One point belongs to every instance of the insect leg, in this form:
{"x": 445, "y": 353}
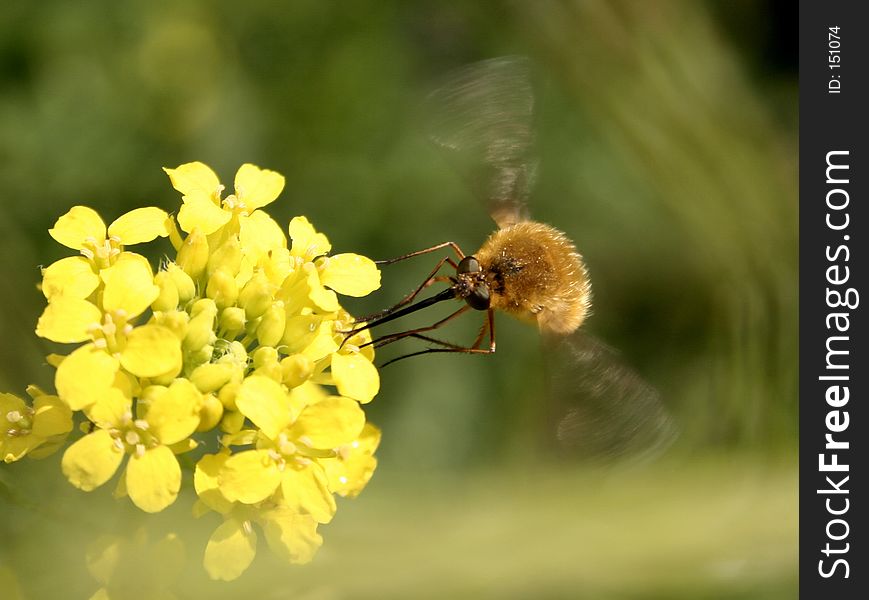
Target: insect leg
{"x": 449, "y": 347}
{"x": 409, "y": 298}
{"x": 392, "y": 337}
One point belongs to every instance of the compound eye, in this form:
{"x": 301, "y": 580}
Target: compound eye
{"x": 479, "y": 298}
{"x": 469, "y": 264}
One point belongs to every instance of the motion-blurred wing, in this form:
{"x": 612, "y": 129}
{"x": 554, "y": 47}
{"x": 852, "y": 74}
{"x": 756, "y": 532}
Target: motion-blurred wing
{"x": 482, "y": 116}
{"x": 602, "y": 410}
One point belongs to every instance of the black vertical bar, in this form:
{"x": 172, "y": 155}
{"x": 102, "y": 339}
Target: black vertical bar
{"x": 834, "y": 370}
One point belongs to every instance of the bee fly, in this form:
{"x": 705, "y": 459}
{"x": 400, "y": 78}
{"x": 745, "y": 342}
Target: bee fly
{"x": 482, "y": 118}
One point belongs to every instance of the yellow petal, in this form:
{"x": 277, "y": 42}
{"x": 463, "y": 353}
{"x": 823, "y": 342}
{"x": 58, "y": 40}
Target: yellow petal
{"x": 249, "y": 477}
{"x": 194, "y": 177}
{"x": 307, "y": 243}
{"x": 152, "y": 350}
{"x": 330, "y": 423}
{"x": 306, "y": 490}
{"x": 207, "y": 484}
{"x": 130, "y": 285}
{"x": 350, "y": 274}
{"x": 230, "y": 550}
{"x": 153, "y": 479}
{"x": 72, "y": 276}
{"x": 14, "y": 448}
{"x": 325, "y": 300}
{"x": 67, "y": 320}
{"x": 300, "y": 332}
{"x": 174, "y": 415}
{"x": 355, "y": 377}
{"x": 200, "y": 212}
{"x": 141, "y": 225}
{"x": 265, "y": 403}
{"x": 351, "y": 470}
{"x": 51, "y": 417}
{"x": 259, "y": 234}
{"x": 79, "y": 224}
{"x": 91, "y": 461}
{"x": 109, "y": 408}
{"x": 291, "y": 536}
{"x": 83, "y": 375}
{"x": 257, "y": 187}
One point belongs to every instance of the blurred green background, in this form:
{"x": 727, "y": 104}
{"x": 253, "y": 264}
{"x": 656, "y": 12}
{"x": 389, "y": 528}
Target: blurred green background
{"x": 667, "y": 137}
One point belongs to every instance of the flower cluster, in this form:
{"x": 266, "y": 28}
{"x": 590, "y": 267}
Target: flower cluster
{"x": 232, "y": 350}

———

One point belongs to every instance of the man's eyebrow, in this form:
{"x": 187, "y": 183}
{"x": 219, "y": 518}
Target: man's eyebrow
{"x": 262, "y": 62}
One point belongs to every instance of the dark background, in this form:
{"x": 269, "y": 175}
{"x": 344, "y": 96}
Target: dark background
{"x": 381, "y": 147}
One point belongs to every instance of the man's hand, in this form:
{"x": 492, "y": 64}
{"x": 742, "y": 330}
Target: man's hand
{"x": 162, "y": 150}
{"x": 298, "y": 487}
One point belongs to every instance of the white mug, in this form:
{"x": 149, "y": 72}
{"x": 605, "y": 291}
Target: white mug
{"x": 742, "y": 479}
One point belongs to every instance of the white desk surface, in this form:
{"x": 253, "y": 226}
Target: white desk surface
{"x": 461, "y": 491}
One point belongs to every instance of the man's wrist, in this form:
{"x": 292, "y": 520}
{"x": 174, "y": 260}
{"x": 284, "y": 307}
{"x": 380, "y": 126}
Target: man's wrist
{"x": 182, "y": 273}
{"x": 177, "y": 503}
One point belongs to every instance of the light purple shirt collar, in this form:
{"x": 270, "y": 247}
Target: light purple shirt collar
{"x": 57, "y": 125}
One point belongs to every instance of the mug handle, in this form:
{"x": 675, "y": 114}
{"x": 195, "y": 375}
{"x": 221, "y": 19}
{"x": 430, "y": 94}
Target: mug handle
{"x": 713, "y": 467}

———

- **Given request**
How many lines in the records above contain the word "blurred" with the same capitalization? Give only the number.

- **Correct result**
4